--- START QUOTED PASSAGE ---
The PrevRevision check makes delta application idempotent and gap-safe. Without it, a missed message causes silent config divergence - the agent applies future deltas on top of a stale base and ends up with a mixed config state that is worse than being one version behind.
Config Versioning and Rollback
Rollback is the system’s most operationally critical path. When a bad config causes elevated error rates, engineers need to trigger rollback with a single command and see it complete globally within 5 seconds.
The rollback flow works at snapshot granularity:
- Operator runs
config rollback --env production --to snapshot-2026-06-11-14:30:00 - The Config API looks up the target snapshot’s
revisionand retrieves allsnapshot_keysfor that snapshot - For each key in the snapshot, it creates a new
config_versionsentry with the old value and a new revision number - rollback is itself a write, preserving the audit trail - The Propagation Coordinator pushes the rollback delta as if it were a normal change - the regional agents see a new revision with the rolled-back values and apply it identically
This means rollback uses the same propagation path as forward writes, inheriting the same 500ms SLA. There is no special rollback code path - only normal propagation.
# Rollback execution logic
def execute_rollback(env: str, target_snapshot_name: str, author: str) -> int:
"""Returns the new revision created by the rollback."""
snapshot = db.query(
"SELECT id, revision FROM config_snapshots WHERE environment=%s AND snapshot_name=%s",
(env, target_snapshot_name)
).fetchone()
if not snapshot:
raise ValueError(f"Snapshot {target_snapshot_name} not found")
snapshot_keys = db.query(
"""SELECT ck.key, cv.value, cv.value_type, cv.content_hash
FROM snapshot_keys ck
JOIN config_versions cv ON cv.key = ck.key AND cv.revision = ck.revision AND cv.environment = %s
WHERE ck.snapshot_id = %s""",
(env, snapshot["id"])
).fetchall()
new_revision = next_revision(env)
for sk in snapshot_keys:
db.execute(
"""INSERT INTO config_versions
(key, environment, revision, value, value_type, author, commit_msg, content_hash)
VALUES (%s, %s, %s, %s, %s, %s, %s, %s)""",
(sk["key"], env, new_revision, sk["value"], sk["value_type"],
author, f"ROLLBACK to {target_snapshot_name}", sk["content_hash"])
--- END QUOTED PASSAGE ---
--- START EXTRACTED RECORDS ---
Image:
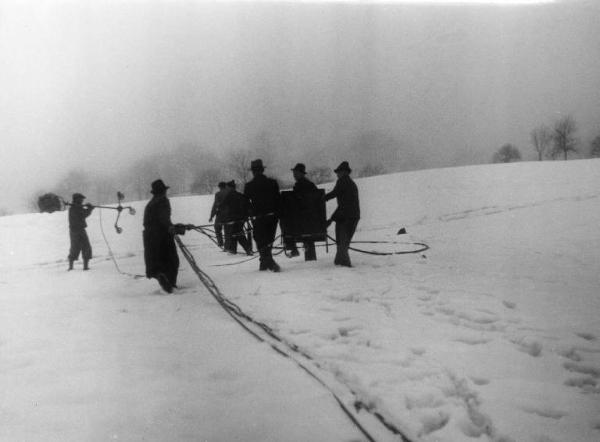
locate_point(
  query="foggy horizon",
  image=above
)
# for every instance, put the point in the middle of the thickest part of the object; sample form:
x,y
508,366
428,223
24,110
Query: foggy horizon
x,y
97,87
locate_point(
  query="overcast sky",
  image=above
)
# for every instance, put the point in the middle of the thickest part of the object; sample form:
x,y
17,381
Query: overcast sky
x,y
97,85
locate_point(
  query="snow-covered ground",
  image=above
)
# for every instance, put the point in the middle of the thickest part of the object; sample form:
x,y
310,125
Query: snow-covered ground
x,y
492,334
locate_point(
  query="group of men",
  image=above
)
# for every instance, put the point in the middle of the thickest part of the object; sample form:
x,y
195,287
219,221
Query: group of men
x,y
260,202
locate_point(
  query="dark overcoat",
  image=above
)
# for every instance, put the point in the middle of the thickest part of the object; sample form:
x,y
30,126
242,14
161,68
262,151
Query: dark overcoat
x,y
236,206
160,251
263,194
346,193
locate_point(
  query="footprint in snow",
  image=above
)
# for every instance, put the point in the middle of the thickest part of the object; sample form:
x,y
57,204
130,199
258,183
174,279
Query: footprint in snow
x,y
585,383
472,340
587,336
583,369
547,412
479,381
509,304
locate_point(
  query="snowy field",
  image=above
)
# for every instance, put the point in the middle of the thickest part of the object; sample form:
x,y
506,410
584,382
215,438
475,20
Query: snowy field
x,y
492,335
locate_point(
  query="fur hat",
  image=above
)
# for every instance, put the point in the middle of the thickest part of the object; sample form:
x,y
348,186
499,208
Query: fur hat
x,y
299,168
257,165
158,187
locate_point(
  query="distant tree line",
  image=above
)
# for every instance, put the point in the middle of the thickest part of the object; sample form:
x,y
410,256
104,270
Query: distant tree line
x,y
551,143
192,168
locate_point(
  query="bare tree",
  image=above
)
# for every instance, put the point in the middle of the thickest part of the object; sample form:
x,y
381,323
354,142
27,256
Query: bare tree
x,y
563,137
206,181
595,149
320,175
541,137
507,154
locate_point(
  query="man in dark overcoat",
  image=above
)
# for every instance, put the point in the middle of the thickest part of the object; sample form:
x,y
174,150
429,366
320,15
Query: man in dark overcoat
x,y
236,208
264,197
347,213
160,251
302,187
80,242
218,212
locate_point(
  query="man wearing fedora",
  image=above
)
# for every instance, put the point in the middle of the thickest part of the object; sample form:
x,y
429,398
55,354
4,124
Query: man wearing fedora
x,y
302,187
236,209
80,243
346,215
160,251
264,197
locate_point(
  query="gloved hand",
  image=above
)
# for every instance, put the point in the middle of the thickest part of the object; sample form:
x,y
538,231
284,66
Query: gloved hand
x,y
179,229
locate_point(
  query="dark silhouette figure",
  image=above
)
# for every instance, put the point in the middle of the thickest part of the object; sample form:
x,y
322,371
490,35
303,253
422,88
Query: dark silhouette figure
x,y
302,187
264,197
346,215
80,242
218,213
236,208
160,251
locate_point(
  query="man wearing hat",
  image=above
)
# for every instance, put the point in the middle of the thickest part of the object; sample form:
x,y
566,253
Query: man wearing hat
x,y
236,209
80,242
346,215
160,252
302,187
219,211
264,197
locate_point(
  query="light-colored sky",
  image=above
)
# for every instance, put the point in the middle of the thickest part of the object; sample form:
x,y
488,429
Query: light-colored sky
x,y
97,85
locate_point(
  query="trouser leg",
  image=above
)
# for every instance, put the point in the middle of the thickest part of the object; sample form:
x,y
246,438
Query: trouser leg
x,y
310,254
230,245
219,232
344,231
240,237
264,235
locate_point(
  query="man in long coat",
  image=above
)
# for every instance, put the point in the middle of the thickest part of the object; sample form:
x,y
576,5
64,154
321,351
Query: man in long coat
x,y
346,215
264,197
160,251
80,242
218,212
302,187
236,208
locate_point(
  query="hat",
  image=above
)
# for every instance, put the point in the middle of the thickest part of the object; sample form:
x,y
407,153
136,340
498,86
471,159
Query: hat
x,y
343,167
158,187
257,165
299,168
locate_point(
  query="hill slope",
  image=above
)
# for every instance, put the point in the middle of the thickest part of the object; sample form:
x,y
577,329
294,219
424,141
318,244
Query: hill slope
x,y
492,334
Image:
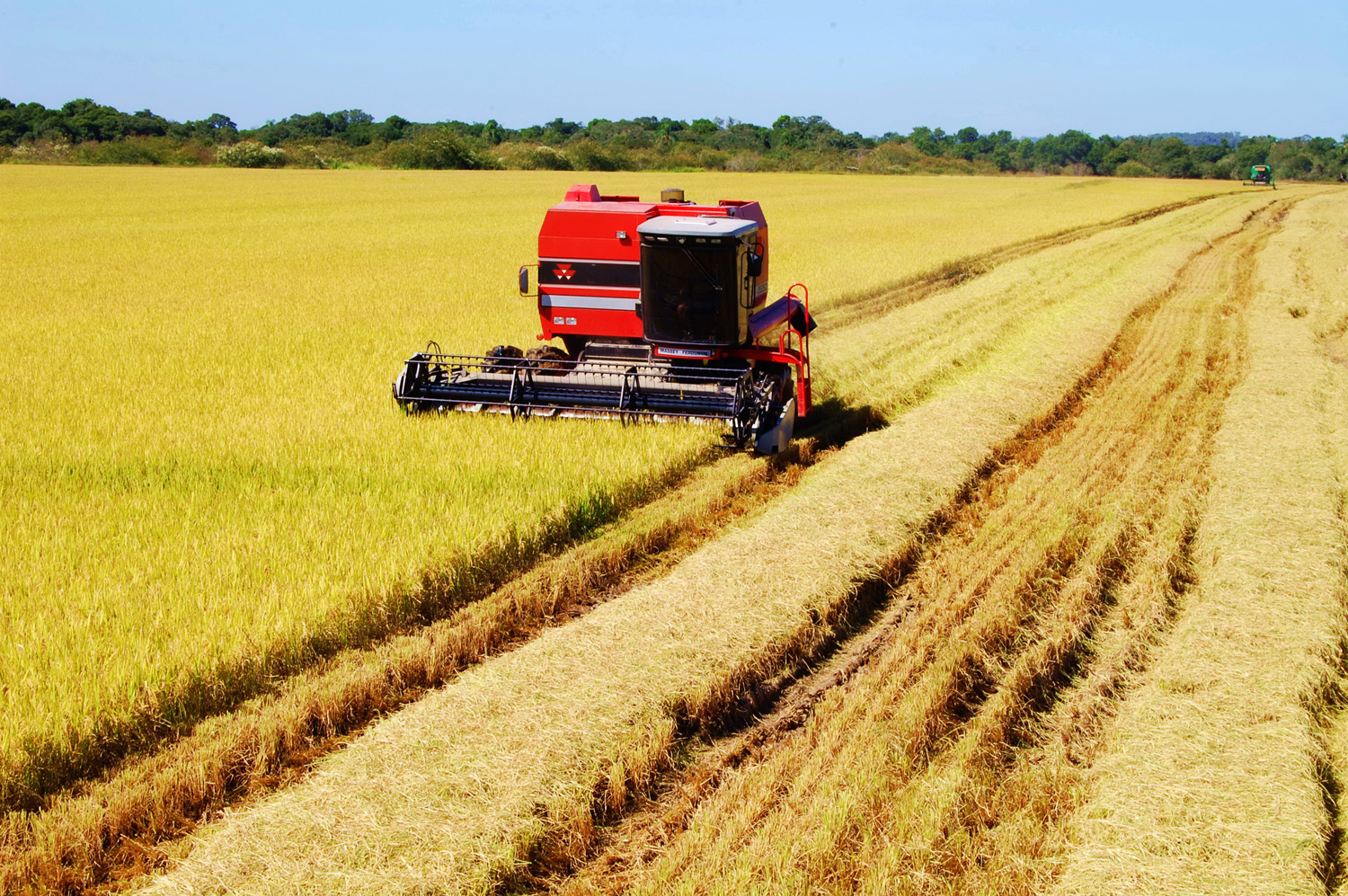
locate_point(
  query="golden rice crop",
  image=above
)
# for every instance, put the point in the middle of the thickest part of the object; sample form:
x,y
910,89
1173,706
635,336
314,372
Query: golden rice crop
x,y
204,481
510,761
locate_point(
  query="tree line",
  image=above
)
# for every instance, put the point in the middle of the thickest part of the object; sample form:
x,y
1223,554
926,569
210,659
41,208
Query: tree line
x,y
84,131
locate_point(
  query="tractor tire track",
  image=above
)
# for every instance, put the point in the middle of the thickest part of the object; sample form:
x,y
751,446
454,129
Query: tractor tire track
x,y
1011,677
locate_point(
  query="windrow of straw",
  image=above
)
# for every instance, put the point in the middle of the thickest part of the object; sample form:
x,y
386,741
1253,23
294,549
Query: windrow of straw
x,y
951,761
113,828
900,359
515,760
1216,776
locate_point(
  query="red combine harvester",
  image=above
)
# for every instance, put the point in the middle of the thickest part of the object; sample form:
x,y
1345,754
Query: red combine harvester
x,y
663,315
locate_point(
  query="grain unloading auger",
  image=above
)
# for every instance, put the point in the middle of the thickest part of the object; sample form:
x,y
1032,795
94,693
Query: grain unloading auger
x,y
662,313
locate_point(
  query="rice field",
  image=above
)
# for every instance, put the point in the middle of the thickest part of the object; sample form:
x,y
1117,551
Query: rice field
x,y
218,515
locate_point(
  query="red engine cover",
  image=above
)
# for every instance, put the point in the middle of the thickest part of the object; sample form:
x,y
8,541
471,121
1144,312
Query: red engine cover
x,y
590,261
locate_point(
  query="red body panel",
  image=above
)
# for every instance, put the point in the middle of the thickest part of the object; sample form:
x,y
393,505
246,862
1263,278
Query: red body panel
x,y
585,248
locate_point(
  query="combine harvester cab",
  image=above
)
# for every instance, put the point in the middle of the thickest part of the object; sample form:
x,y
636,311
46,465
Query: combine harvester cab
x,y
1261,175
662,313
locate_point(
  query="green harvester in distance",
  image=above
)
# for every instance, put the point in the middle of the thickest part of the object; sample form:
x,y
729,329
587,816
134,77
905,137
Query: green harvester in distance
x,y
1259,175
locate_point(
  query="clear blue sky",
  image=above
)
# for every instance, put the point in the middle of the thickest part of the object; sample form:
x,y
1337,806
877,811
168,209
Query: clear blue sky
x,y
1033,67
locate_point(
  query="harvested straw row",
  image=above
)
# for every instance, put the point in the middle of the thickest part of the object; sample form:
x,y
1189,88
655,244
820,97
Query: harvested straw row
x,y
1317,243
897,783
870,304
902,359
512,761
113,829
1213,779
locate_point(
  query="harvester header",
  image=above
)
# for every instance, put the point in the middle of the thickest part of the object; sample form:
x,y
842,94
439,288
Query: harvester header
x,y
662,313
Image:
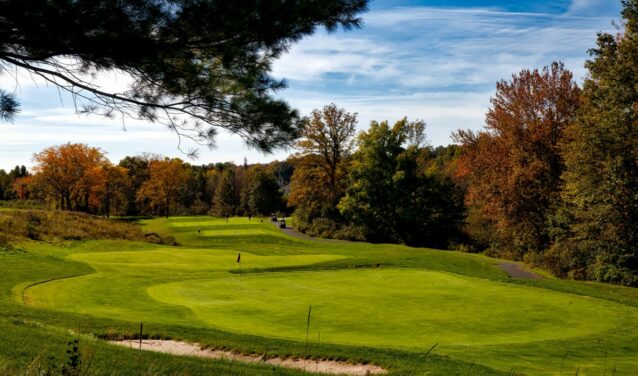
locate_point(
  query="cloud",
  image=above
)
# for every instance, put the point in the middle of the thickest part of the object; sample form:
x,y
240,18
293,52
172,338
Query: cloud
x,y
437,64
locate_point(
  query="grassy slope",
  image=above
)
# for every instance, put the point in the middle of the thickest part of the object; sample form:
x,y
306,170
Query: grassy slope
x,y
419,308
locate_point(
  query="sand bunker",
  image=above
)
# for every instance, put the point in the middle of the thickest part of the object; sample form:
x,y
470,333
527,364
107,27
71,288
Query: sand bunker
x,y
191,349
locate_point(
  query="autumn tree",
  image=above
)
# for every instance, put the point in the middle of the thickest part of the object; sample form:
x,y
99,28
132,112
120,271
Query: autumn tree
x,y
166,178
226,194
318,181
71,175
597,229
115,184
328,134
138,173
22,187
262,191
195,66
513,167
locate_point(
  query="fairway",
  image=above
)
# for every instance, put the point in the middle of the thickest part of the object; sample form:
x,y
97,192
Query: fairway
x,y
378,296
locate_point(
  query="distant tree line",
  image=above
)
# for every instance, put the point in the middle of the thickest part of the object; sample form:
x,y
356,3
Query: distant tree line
x,y
78,177
552,179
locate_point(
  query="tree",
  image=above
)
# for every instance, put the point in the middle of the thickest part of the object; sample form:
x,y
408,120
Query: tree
x,y
328,135
138,173
226,194
22,187
195,66
263,193
116,183
70,175
513,167
389,193
596,232
166,178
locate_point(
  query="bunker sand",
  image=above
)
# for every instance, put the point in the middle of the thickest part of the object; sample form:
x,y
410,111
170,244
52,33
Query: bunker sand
x,y
318,366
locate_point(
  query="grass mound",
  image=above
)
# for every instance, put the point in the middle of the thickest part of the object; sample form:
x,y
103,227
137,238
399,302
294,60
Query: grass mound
x,y
377,303
19,225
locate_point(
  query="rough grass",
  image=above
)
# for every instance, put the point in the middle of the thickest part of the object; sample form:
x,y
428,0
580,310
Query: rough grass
x,y
384,304
18,225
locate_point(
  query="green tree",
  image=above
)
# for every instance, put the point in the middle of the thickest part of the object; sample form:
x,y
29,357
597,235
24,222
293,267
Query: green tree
x,y
391,196
597,229
196,66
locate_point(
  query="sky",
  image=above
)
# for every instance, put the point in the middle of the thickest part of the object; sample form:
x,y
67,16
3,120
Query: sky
x,y
436,60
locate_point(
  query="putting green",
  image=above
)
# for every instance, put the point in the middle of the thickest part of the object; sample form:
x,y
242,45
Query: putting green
x,y
389,308
375,295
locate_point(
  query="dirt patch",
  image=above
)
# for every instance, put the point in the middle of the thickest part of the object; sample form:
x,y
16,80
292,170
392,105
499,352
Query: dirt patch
x,y
193,349
516,271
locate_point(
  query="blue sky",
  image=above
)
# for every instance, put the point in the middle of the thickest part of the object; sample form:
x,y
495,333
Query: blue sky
x,y
434,60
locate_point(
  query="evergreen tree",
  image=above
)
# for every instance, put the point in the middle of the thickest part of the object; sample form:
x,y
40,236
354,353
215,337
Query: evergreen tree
x,y
597,229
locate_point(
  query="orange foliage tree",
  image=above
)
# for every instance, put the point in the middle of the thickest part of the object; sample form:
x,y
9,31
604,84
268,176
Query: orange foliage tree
x,y
22,187
513,166
166,178
71,176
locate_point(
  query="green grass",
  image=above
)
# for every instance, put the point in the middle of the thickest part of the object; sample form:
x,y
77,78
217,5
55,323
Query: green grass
x,y
385,304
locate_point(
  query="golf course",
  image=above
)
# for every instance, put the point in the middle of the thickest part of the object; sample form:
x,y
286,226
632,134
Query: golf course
x,y
249,287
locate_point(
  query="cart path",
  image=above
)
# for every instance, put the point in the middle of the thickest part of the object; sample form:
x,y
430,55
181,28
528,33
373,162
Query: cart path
x,y
516,271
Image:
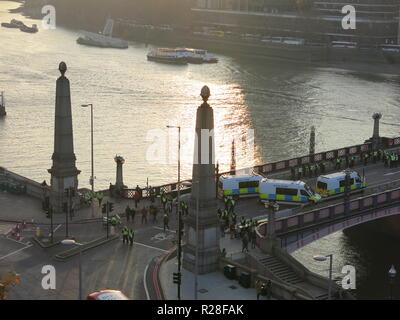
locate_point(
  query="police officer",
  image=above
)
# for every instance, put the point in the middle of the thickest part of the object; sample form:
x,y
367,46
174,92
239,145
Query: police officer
x,y
375,156
365,158
166,221
131,236
322,167
125,234
385,159
338,162
351,163
300,170
312,170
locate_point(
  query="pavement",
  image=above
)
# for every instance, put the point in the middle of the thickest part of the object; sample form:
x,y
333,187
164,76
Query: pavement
x,y
212,286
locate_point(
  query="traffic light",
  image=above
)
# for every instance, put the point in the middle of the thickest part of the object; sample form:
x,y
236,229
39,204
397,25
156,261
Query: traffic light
x,y
177,277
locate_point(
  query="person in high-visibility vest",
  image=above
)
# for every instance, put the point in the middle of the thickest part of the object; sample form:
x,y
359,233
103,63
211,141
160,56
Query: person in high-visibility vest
x,y
125,234
131,236
300,172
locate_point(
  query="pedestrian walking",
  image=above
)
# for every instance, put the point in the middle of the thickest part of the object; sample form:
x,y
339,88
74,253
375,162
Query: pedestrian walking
x,y
166,221
127,213
144,215
100,197
258,287
245,242
253,238
133,213
131,236
125,234
269,289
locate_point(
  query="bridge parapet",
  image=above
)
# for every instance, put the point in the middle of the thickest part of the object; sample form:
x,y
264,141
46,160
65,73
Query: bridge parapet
x,y
32,188
300,229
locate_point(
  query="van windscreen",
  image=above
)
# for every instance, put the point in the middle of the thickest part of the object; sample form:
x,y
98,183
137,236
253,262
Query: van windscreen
x,y
286,191
322,185
248,184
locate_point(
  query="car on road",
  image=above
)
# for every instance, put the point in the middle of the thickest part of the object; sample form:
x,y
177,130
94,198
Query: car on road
x,y
107,295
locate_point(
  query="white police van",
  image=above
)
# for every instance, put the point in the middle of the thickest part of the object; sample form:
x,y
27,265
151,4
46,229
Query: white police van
x,y
334,183
296,192
239,185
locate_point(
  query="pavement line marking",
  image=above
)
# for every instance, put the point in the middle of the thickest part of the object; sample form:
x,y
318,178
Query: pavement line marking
x,y
20,242
147,246
12,253
55,229
390,173
145,283
163,229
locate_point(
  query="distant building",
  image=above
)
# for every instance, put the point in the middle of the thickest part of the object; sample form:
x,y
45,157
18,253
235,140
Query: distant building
x,y
377,21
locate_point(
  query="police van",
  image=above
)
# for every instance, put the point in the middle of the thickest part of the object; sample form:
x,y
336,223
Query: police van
x,y
296,192
334,183
239,186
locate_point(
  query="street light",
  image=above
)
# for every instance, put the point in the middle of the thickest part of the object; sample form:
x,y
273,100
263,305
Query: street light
x,y
392,275
91,126
324,258
70,242
179,207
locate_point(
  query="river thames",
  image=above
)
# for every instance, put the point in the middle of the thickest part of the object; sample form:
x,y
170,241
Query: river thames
x,y
134,99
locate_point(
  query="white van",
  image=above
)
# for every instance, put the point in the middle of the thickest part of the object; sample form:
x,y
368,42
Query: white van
x,y
334,183
287,191
243,185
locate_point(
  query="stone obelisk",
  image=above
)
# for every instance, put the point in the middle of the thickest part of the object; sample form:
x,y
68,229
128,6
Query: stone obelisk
x,y
64,173
203,190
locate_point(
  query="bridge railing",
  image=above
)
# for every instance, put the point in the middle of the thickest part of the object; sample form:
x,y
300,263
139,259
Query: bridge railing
x,y
305,219
31,188
284,165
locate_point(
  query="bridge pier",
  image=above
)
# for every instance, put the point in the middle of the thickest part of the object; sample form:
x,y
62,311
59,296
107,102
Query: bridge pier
x,y
376,140
119,184
2,106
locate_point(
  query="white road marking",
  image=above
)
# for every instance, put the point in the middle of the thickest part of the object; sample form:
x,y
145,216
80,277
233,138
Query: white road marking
x,y
145,245
145,282
55,229
20,242
163,229
12,253
390,173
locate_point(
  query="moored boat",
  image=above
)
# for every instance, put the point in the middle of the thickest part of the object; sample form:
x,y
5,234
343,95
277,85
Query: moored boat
x,y
198,56
167,55
104,39
27,29
13,24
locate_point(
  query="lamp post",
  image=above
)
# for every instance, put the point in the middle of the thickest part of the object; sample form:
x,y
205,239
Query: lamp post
x,y
179,206
197,242
324,258
392,275
91,126
70,242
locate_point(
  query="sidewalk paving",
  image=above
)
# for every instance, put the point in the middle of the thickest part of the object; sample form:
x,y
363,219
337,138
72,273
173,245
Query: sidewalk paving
x,y
211,286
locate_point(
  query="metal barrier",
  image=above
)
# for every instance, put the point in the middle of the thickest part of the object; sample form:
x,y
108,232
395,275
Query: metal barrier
x,y
305,219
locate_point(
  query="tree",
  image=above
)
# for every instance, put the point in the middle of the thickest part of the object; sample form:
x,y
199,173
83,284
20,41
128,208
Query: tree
x,y
7,282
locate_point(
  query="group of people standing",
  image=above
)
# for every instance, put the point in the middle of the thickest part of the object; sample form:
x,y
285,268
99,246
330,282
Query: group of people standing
x,y
244,228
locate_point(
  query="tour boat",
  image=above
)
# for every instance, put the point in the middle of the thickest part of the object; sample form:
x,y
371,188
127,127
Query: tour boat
x,y
198,55
104,39
13,24
167,55
27,29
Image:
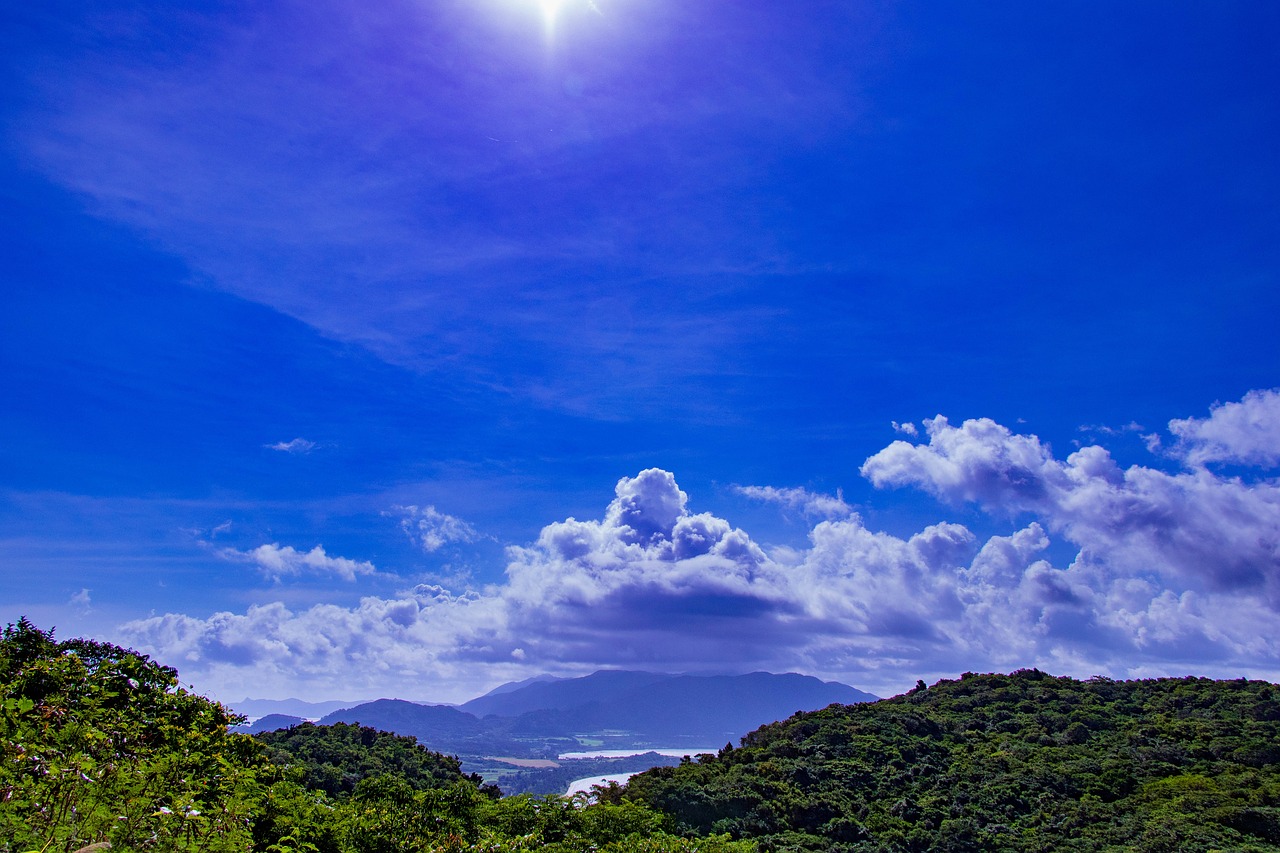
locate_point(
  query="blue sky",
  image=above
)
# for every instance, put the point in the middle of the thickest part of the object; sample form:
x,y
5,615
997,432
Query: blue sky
x,y
405,349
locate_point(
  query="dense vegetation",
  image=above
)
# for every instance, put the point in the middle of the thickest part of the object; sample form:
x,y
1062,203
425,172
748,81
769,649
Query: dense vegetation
x,y
336,758
97,743
1000,762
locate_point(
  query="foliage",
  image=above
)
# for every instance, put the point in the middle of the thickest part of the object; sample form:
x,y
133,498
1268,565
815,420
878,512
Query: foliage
x,y
336,758
100,744
1000,762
--- END EXTRACTED RECORDS ---
* [EXERCISE INSTRUCTIONS]:
(1) In the config rollback text, what latency SLA does rollback inherit by sharing the forward-write propagation path?
(2) Continue the config rollback text from where it stops.

* [RESPONSES BY TASK]:
(1) The 500ms SLA.

(2)
)
db.commit()
return new_revision
LaunchDarkly’s feature flag system uses this same “rollback is a write” pattern. Instead of reverting state in place, it creates a new flag version that restores old values. This means the audit log always shows a complete forward-only history, and “undo” is represented as an explicit action rather than a state mutation.
Validation Gates
Pushing a config change to 20 regions at once without any validation is operationally reckless. The Validation Engine runs two gates before global propagation:
Gate 1 - Schema validation: Every config key has a registered schema (type, allowed values, min/max for numerics, regex for strings). The validation engine rejects any write that violates the schema before it even reaches the Config Store.
# Config key schema definition
keys:
rate_limit_rps:
type: int
min: 10
max: 100000
environments: [staging, production]
requires_review_above: 10000
feature_new_checkout:
type: bool
environments: [staging, production]
db_connection_pool_size:
type: int
min: 5
max: 500
rollout_strategy: canary
Gate 2 - Canary rollout: For keys tagged with rollout_strategy: canary, the Propagation Coordinator pushes the change to a single canary region first and holds global propagation for a configurable wait window (default: 60 seconds). During the window, it monitors the control plane’s error rate feed for that region. If error rates stay within baseline, it proceeds to global propagation. If error rates spike, it triggers automatic rollback.
Canary rollout works well for gradual risk reduction but adds latency to the propagation path. Do not apply canary gates to all keys by default - reserve them for keys that control traffic routing, resource limits, or third-party integrations. Keys controlling cosmetic features (copy, colors) should propagate immediately without canary gates.
Data Model
The data model centers on three concepts: versions (individual key writes), snapshots (consistent captures of all keys), and propagation events (the log of what was pushed to which region when).
-- Propagation event tracking
CREATE TABLE propagation_events (
id BIGSERIAL PRIMARY KEY,
revision BIGINT NOT NULL,
environment TEXT NOT NULL,
region TEXT NOT NULL,
status TEXT NOT NULL CHECK (status IN ('pending','acked','failed','diverged')),
pushed_at TIMESTAMPTZ,
acked_at TIMESTAMPTZ,
retry_count INT NOT NULL DEFAULT 0,
error_msg TEXT
);
CREATE INDEX idx_prop_events_revision ON propagation_events(revision, environment);
CREATE INDEX idx_prop_events_region_status ON propagation_events(region, status);
-- Config schema registry
CREATE TABLE config_schemas (
key TEXT NOT NULL,
environment TEXT NOT NULL,
schema_json JSONB NOT NULL,
updated_at TIMESTAMPTZ NOT NULL DEFAULT NOW(),
PRIMARY KEY (key, environment)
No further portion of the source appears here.